**Goal of the exercise**
Beginning at the line containing "strap, placing a dot on each." and continuing to the end of the records below, give each line again exactly as it stands, and only those lines.

**Entries**
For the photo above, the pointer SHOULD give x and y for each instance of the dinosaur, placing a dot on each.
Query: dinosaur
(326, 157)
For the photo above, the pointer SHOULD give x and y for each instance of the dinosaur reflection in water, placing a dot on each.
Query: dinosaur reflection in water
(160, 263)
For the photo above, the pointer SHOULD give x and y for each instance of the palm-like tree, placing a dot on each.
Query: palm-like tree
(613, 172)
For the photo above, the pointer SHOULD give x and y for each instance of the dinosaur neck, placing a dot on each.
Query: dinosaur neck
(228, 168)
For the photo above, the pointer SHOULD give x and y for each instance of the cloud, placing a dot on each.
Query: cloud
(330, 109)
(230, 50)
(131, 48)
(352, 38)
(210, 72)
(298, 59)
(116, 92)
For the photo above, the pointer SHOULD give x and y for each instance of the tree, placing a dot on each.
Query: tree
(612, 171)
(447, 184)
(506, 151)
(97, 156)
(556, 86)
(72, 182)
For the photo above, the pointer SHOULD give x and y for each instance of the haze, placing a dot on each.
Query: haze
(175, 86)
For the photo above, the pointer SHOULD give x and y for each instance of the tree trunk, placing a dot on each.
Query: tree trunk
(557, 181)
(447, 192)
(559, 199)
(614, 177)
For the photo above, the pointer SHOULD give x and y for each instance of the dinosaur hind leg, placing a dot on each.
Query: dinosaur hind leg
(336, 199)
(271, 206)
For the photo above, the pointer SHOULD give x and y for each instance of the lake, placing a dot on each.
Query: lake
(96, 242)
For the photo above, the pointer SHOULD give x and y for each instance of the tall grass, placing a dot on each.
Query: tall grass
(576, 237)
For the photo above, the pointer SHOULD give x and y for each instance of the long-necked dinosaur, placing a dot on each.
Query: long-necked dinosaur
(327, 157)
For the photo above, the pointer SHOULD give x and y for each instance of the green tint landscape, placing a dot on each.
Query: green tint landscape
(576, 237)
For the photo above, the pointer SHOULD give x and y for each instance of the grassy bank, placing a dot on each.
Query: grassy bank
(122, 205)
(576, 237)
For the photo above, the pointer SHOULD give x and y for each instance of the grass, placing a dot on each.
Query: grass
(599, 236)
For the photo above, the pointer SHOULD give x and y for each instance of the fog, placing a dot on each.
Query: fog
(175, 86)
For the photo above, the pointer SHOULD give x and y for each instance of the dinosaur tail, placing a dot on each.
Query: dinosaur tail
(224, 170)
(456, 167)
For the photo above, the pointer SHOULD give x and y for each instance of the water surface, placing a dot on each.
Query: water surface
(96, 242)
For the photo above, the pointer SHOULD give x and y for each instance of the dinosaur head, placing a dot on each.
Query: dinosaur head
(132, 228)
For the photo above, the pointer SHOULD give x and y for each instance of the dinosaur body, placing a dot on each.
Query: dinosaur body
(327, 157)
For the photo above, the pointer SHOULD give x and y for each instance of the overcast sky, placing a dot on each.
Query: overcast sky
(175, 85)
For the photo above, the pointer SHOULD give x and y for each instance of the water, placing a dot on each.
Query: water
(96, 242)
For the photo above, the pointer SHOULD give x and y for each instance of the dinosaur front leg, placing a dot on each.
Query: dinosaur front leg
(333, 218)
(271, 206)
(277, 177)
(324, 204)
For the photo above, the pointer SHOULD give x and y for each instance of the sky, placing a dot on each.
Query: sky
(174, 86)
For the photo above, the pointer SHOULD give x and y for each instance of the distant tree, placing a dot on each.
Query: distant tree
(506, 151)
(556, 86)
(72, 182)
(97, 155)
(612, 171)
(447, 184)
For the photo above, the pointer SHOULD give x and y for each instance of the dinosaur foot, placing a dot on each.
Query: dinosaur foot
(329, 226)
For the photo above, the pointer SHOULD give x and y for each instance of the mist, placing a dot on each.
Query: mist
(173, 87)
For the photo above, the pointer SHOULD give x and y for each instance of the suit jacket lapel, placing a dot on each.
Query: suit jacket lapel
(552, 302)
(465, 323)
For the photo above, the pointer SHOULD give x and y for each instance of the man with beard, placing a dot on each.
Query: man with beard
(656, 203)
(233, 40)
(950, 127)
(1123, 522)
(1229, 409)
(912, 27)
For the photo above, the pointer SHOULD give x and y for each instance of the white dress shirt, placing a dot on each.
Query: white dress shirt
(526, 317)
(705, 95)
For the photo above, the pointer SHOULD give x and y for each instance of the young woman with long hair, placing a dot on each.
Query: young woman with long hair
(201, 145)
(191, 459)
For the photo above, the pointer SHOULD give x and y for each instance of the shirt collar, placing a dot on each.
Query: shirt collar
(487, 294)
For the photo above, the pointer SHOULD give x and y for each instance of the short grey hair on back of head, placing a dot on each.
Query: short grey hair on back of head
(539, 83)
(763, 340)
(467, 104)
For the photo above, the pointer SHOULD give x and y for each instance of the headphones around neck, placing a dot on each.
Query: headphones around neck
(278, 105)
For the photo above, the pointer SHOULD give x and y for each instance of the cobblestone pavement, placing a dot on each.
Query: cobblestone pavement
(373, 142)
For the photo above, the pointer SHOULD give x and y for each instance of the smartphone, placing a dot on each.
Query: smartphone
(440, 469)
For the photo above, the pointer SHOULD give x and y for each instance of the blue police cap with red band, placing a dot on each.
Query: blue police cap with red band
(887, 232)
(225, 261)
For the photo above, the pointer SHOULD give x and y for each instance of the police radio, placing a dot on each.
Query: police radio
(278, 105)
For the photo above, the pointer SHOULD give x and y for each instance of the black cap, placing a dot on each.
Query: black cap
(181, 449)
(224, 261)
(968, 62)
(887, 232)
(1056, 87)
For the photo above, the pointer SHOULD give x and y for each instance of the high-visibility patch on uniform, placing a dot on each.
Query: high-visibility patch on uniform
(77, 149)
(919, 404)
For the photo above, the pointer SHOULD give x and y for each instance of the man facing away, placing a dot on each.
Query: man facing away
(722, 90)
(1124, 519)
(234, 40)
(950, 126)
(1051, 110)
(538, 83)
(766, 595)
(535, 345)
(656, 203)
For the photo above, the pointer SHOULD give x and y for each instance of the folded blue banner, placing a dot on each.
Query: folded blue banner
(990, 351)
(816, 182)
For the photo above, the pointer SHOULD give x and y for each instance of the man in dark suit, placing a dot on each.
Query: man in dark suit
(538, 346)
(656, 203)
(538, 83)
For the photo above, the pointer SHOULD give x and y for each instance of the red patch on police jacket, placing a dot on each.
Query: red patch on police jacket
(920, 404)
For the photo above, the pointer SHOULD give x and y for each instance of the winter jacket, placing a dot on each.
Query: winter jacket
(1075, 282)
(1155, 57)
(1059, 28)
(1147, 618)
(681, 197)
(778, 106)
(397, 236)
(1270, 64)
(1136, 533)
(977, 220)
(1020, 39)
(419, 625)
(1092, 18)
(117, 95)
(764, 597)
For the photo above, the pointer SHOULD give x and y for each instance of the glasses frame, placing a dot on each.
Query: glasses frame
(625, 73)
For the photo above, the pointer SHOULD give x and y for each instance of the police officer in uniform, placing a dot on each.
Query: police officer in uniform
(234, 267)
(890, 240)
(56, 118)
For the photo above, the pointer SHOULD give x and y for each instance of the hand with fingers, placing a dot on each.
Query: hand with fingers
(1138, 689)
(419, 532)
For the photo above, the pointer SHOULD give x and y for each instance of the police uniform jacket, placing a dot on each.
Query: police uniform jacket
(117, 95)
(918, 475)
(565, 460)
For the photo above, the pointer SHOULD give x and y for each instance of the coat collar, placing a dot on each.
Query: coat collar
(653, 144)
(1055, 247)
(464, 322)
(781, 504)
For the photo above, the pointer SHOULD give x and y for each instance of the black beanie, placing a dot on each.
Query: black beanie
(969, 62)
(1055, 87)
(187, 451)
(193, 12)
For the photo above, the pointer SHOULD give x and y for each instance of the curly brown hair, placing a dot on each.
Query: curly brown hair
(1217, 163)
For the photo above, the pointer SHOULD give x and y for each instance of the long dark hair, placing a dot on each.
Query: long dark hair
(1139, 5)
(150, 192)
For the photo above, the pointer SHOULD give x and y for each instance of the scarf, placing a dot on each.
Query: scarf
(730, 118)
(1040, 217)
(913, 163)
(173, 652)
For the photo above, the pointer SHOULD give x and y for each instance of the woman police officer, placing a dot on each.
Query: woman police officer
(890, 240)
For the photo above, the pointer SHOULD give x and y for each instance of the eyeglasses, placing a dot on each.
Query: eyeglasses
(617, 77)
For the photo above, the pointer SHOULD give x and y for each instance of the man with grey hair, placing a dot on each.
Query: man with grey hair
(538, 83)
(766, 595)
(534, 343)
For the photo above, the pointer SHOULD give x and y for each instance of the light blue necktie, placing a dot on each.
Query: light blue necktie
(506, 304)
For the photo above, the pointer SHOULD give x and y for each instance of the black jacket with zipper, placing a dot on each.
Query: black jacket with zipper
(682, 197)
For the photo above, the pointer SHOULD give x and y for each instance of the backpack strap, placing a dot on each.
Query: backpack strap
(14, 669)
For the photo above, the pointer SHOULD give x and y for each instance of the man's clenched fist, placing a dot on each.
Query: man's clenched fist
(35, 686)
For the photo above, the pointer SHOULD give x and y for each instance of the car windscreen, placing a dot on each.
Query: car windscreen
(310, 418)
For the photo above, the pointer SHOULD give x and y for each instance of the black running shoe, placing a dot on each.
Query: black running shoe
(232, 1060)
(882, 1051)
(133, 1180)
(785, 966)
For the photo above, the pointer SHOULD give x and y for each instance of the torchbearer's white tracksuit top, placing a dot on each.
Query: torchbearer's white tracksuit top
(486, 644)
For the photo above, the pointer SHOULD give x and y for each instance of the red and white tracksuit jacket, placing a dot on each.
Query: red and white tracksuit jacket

**Output for this exercise**
For the photo above, the pointer SHOULD give x and y for each instance of the backpack strap, placing a dot on each.
Query: backpack strap
(14, 669)
For the photo above, the pointer SHOULD give x and y for each instance of the man's clenched fist, placing a dot on each.
Query: man's clenched fist
(35, 686)
For the photo above, the pointer SHOULD give x and y for each instance of the car windscreen, placing a dot on each.
Query: car windscreen
(310, 418)
For the photo above, the pointer SHOULD give x and y for each instance of the black running shoe, placing a dot on each.
Query: black running shoe
(232, 1060)
(882, 1051)
(133, 1180)
(785, 966)
For the photo above, the pointer SHOULD give x and y for each instance of the torchbearer's white tracksuit top, placing a dot on each.
Query: torchbearer's white tracksuit top
(486, 644)
For the photo above, the pointer SHOULD give x and y for each instance of the red and white tracksuit jacket, placing a dot on each.
Query: red and white tracksuit jacket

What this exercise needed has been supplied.